> **DATASET CONTENT**:
/---

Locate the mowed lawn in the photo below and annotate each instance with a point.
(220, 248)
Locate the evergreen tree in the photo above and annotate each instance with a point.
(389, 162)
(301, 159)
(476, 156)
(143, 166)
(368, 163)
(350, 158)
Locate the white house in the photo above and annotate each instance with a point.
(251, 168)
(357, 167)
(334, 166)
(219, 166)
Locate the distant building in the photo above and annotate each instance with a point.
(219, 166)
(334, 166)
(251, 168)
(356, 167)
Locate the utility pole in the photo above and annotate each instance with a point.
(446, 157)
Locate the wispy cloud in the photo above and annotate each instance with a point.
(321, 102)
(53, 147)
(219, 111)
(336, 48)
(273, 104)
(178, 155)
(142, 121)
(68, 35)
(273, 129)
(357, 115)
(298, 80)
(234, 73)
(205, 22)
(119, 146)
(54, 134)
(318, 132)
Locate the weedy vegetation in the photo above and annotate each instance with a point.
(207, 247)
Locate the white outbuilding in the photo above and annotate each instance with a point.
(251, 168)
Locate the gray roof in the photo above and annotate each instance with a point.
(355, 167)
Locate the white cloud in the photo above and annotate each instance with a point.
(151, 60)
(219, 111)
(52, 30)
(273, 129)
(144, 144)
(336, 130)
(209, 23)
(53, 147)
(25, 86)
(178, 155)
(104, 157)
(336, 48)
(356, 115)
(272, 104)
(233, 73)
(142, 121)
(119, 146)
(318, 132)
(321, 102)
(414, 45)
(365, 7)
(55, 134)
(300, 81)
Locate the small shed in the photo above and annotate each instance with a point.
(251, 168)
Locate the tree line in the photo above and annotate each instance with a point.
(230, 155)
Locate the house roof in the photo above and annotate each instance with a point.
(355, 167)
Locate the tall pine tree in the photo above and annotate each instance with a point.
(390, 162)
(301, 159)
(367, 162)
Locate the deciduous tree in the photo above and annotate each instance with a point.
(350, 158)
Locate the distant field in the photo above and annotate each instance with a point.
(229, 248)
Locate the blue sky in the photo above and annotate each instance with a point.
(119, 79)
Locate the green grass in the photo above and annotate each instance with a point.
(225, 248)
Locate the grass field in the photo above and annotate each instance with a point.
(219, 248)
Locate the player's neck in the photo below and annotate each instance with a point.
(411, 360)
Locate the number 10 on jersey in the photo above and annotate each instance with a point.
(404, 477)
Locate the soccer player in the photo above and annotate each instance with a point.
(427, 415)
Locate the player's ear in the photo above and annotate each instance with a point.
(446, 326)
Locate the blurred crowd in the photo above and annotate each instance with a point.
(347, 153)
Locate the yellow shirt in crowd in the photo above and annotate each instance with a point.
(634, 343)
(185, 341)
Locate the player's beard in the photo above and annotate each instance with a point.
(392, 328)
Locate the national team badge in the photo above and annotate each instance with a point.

\---

> **ASSIGNMENT**: Every line above must be reproduced exactly as it stands.

> **RESPONSE BELOW**:
Locate the mowed lawn in the photo below and annotate each instance with a point.
(220, 248)
Locate the evergreen tree in the photo above and annotate each instance with a point.
(389, 162)
(301, 159)
(476, 156)
(143, 166)
(368, 163)
(350, 158)
Locate the white house in the photo above and annotate each instance with a point.
(251, 168)
(357, 167)
(334, 166)
(219, 166)
Locate the distant building in the photo above and annotate each instance with a point.
(219, 166)
(334, 166)
(251, 168)
(356, 167)
Locate the utility pole in the photo above and annotate each instance with a point.
(446, 157)
Locate the wispy cloud in the photo above and annotate each instance with a point.
(321, 102)
(53, 147)
(219, 111)
(336, 48)
(273, 104)
(178, 155)
(142, 121)
(68, 35)
(273, 129)
(357, 115)
(298, 80)
(234, 73)
(205, 22)
(119, 146)
(54, 134)
(318, 132)
Locate the weedy vegetation in the photo above and annotate each instance with a point.
(207, 247)
Locate the white outbuilding in the photo above and annotate each instance with a point.
(251, 168)
Locate the gray roof in the photo above and annotate each instance with a point.
(355, 167)
Locate the white cloud in the photo above and annotate each instance with a point.
(151, 60)
(219, 111)
(52, 30)
(273, 129)
(144, 144)
(336, 130)
(209, 23)
(53, 147)
(25, 86)
(178, 155)
(104, 157)
(336, 48)
(356, 115)
(272, 104)
(233, 73)
(142, 121)
(119, 146)
(318, 132)
(321, 102)
(414, 45)
(365, 7)
(55, 134)
(300, 81)
Locate the small shed in the photo above and annotate each instance with a point.
(251, 168)
Locate the tree line in the photo above and annotate each instance with a point.
(230, 155)
Locate the house roof in the photo above and annotate each instance with a point.
(355, 167)
Locate the tall pine tree in the photo above and annotate each instance with a point.
(390, 162)
(301, 159)
(367, 162)
Locate the deciduous tree in the photo above and annotate each instance with a point.
(350, 158)
Locate the distant field in the photo above and annotate each instance with a point.
(229, 248)
Locate the blue sky in the photo above and annotate each instance with a point.
(119, 79)
Locate the green grass in the photo above and annotate each instance with a point.
(225, 248)
Locate the grass field in the photo above and annotate each instance with a point.
(219, 248)
Locate the player's neck in the photo below and annotate each instance with a point.
(411, 360)
Locate the number 10 on jersey in the photo above and annotate each instance with a point.
(404, 477)
Locate the soccer player in the photo above and annotate each instance with a point.
(427, 415)
Locate the player's ear in the photo above and annotate each instance with a point.
(446, 326)
Locate the blurred crowd in the photo above and annotate each instance with a point.
(347, 153)
Locate the yellow shirt in crowd in the photo above and annotate each instance with a point.
(634, 343)
(185, 341)
Locate the player's beard in the photo above and annotate each instance with a point.
(392, 328)
Locate the national team badge in the photo above and annotate each instance with a point.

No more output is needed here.